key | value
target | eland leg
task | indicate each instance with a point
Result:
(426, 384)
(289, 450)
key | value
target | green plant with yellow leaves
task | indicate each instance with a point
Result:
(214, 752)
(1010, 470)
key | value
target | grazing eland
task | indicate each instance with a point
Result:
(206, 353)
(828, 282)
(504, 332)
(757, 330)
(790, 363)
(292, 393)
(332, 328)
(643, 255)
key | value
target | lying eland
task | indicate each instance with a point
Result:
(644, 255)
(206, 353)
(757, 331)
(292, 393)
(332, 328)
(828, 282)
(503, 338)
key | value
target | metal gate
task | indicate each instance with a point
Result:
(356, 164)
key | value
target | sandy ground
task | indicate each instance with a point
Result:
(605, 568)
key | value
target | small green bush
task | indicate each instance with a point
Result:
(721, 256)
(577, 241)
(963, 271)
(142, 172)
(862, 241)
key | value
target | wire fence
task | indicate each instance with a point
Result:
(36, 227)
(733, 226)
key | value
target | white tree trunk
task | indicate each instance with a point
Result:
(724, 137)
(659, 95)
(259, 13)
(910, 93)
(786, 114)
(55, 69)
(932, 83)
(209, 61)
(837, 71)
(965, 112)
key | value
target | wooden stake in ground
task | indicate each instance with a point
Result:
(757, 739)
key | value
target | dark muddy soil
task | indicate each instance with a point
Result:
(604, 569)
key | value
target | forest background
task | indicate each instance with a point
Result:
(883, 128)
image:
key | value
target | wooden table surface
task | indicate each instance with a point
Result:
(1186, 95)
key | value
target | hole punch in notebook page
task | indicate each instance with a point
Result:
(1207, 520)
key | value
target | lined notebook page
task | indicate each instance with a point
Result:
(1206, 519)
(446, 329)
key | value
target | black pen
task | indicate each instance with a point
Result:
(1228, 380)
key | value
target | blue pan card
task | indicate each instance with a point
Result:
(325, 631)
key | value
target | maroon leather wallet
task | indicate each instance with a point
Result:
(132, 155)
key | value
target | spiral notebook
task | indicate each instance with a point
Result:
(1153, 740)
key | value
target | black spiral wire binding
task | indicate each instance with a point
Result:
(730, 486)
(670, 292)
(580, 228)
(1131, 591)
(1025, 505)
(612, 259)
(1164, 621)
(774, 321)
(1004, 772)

■ ■ ■

## INSTRUCTIONS FOR THE TASK
Render all the entries above as a JSON list of strings, one string per line, with blank lines omitted.

## SOLUTION TO THE EXERCISE
[
  "key | value",
  "target | eland leg",
  "task | indicate each instance with a point",
  "Result:",
  "(426, 384)",
  "(289, 450)",
  "key | value",
  "target | green plant with yellow leaves",
  "task | indicate each instance with a point",
  "Result:",
  "(214, 752)",
  "(1010, 470)",
  "key | value",
  "target | grazing eland",
  "task | indicate each instance with a point",
  "Result:",
  "(206, 353)",
  "(828, 282)",
  "(504, 332)",
  "(757, 330)",
  "(790, 363)",
  "(292, 393)",
  "(332, 328)",
  "(643, 255)",
  "key | value",
  "target | lying eland",
  "task | indicate each instance with a point",
  "Result:",
  "(644, 255)",
  "(206, 353)",
  "(757, 331)",
  "(292, 393)",
  "(332, 328)",
  "(828, 282)",
  "(503, 338)",
  "key | value",
  "target | metal gate",
  "task | indicate each instance with a point",
  "Result:",
  "(356, 164)",
  "key | value",
  "target | sandy ground",
  "task | indicate each instance with a point",
  "Result:",
  "(605, 568)",
  "key | value",
  "target | small green bush",
  "task | indicate each instance with a point",
  "Result:",
  "(721, 256)",
  "(577, 241)",
  "(963, 271)",
  "(142, 172)",
  "(862, 241)",
  "key | value",
  "target | wire fence",
  "task | indicate each instance with a point",
  "Result:",
  "(36, 227)",
  "(733, 226)",
  "key | value",
  "target | white tree trunk",
  "task | indicate each instance with a point",
  "Result:",
  "(724, 137)",
  "(659, 95)",
  "(259, 13)",
  "(910, 93)",
  "(786, 114)",
  "(55, 69)",
  "(932, 83)",
  "(209, 61)",
  "(837, 71)",
  "(965, 112)",
  "key | value",
  "target | wooden stake in ground",
  "task | indicate each instance with a point",
  "Result:",
  "(757, 739)",
  "key | value",
  "target | dark muddy soil",
  "task | indicate each instance with a point",
  "Result:",
  "(604, 569)",
  "key | value",
  "target | forest background",
  "task | indicate each instance with a point",
  "Result:",
  "(883, 128)",
  "image:",
  "key | value",
  "target | wooden table surface",
  "task | indicate each instance with a point",
  "Result:",
  "(1186, 95)",
  "key | value",
  "target | hole punch in notebook page",
  "task | indicate each instance with a point",
  "Result:",
  "(1207, 520)",
  "key | value",
  "target | lined notebook page",
  "task | indicate each instance with a point",
  "Result:",
  "(1206, 519)",
  "(446, 329)",
  "key | value",
  "target | black pen",
  "task | indicate each instance with a point",
  "Result:",
  "(1228, 380)",
  "key | value",
  "target | blue pan card",
  "task | indicate each instance with a point",
  "Result:",
  "(325, 631)",
  "key | value",
  "target | maroon leather wallet",
  "task | indicate each instance with a point",
  "Result:",
  "(132, 155)",
  "key | value",
  "target | spiral notebook",
  "task | indicate each instance with a point",
  "Result:",
  "(1153, 740)",
  "key | value",
  "target | black spiral wire binding",
  "task | indicate each instance with a point",
  "Result:",
  "(730, 486)",
  "(670, 292)",
  "(580, 228)",
  "(1131, 591)",
  "(1025, 505)",
  "(612, 259)",
  "(1164, 621)",
  "(774, 321)",
  "(1004, 772)"
]